Reproduce the following listing line for line without changing anything, and omit the picture markers from your copy.

═════ DATA LISTING

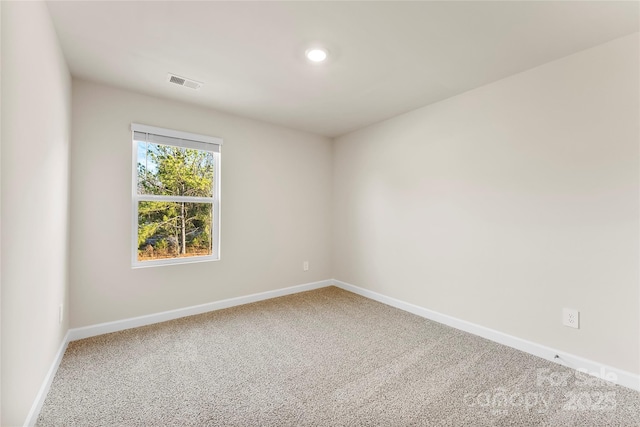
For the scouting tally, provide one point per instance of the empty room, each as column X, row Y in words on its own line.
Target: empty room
column 318, row 213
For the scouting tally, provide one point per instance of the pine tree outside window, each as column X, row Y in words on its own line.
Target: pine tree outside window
column 176, row 197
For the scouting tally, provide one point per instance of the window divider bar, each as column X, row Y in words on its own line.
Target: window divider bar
column 161, row 198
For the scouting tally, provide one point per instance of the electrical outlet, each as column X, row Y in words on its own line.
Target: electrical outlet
column 571, row 318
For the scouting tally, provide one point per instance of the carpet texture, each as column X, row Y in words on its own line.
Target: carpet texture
column 320, row 358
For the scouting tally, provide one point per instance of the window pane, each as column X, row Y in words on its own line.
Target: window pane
column 174, row 230
column 174, row 171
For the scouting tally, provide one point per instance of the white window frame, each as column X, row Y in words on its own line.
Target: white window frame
column 178, row 139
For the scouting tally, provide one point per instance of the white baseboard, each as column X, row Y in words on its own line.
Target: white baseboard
column 624, row 378
column 618, row 376
column 135, row 322
column 32, row 417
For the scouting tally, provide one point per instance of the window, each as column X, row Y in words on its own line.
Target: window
column 176, row 197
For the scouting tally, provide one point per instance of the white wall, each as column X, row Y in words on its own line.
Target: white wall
column 507, row 203
column 36, row 109
column 275, row 195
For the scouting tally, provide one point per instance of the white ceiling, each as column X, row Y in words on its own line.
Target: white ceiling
column 386, row 58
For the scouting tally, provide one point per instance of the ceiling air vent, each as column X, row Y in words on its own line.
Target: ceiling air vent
column 181, row 81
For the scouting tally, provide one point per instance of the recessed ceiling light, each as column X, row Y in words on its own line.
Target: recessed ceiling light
column 316, row 54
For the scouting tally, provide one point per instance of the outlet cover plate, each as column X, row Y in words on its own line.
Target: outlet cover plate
column 571, row 318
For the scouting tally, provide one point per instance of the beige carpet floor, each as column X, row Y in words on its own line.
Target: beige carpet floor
column 320, row 358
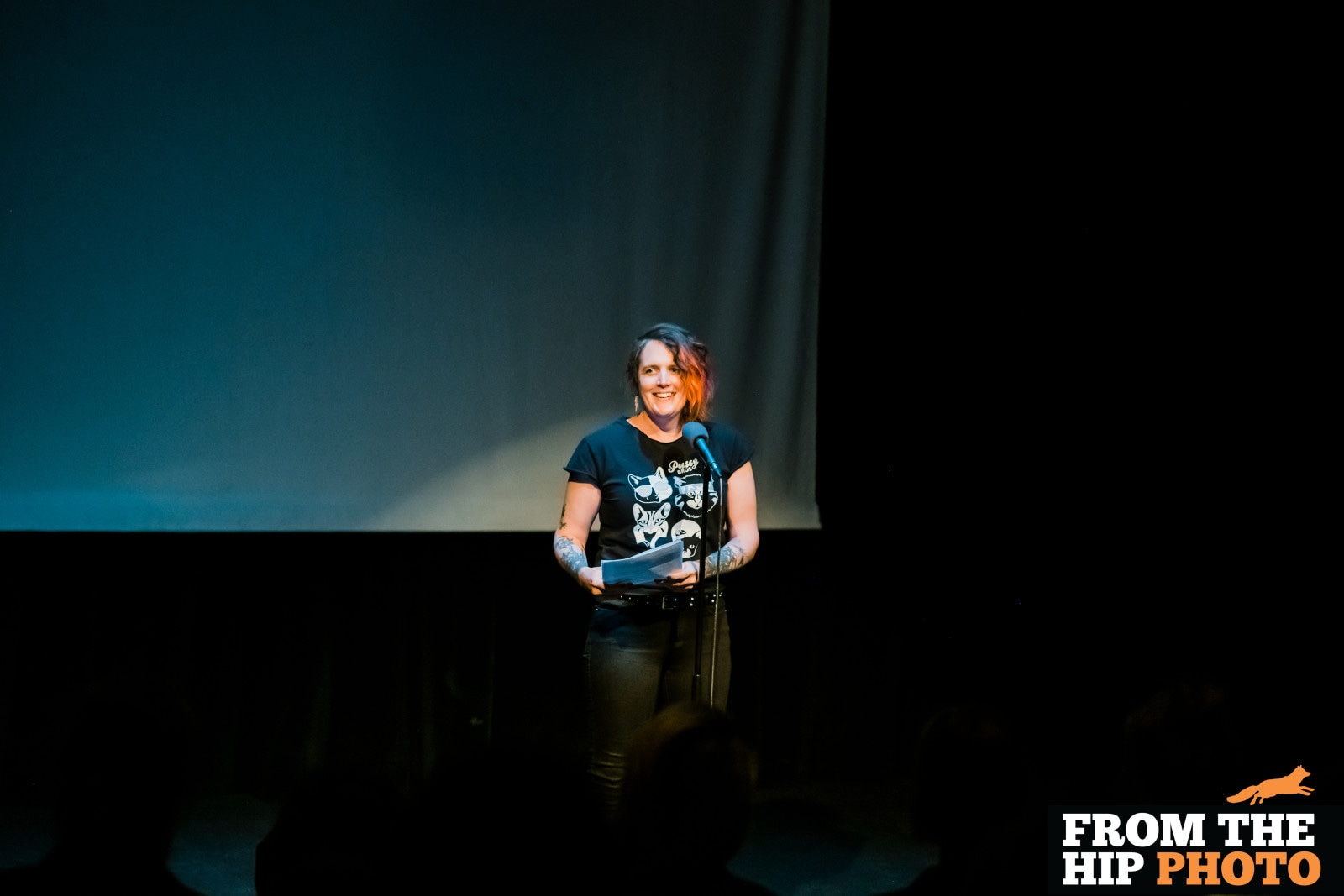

══════════

## [EXPECTED OUTPUT]
For the scouting tally, provide one point per instance of the empty room, each as column X, row Y in words on its own line.
Target: empty room
column 318, row 213
For the scouting tally, provide one point per instance of the pine tree outside window, each as column X, row Y in words on its own line.
Target: pine tree outside window
column 176, row 197
For the scouting tally, provide one point per instance of the window divider bar, each as column X, row Y in words on its own line.
Target: window divider bar
column 161, row 198
For the scouting tally, provide one point per instance of the electrical outlet, each as column X, row Y in words on its own line.
Target: electrical outlet
column 571, row 318
For the scouting tally, provide one point per instance of the carpet texture, each as column X, row Y in words on its own line.
Target: carpet texture
column 320, row 358
For the scouting tally, provide one point per instance of the window pane, each as column X, row Y in words on its own line.
Target: window pane
column 174, row 230
column 174, row 171
For the scouting tally, provide one point per instance of the white window frame, each as column X, row Y in words on its own line.
Target: white window frame
column 178, row 139
For the scouting tally, provide one point per instance of the white baseboard, each as column X, row Y in words on its own line.
Target: white baseboard
column 624, row 378
column 618, row 376
column 135, row 322
column 32, row 417
For the scouting tally, provide one point per instance of the window, each as column X, row Y in words on its own line.
Target: window
column 176, row 197
For the scouting tally, provide one point per instance of the white wall, each as column X, row Y in words on its own line.
Target: white wall
column 507, row 203
column 36, row 109
column 275, row 195
For the scouting tally, provide one point per instance of the white ceiling, each as column X, row Y in words on its own line.
Target: white ceiling
column 386, row 58
For the scouting tally, provide one point per instance of the ceiling air vent, each as column X, row Y in words on its own line.
Target: ceiling air vent
column 181, row 81
For the scouting tally, provide one point per instance of the recessed ceiling light, each as column X, row Y in words on its own line.
Target: recessed ceiling light
column 316, row 54
For the scouting tally, provide one point per instance of the outlet cover plate, each as column X, row Y in words on its own line.
Target: outlet cover plate
column 571, row 318
For the scouting tally, provide one point per instance of the beige carpet floor, each as column X, row Y in words on its own line.
Target: beige carpet floor
column 320, row 358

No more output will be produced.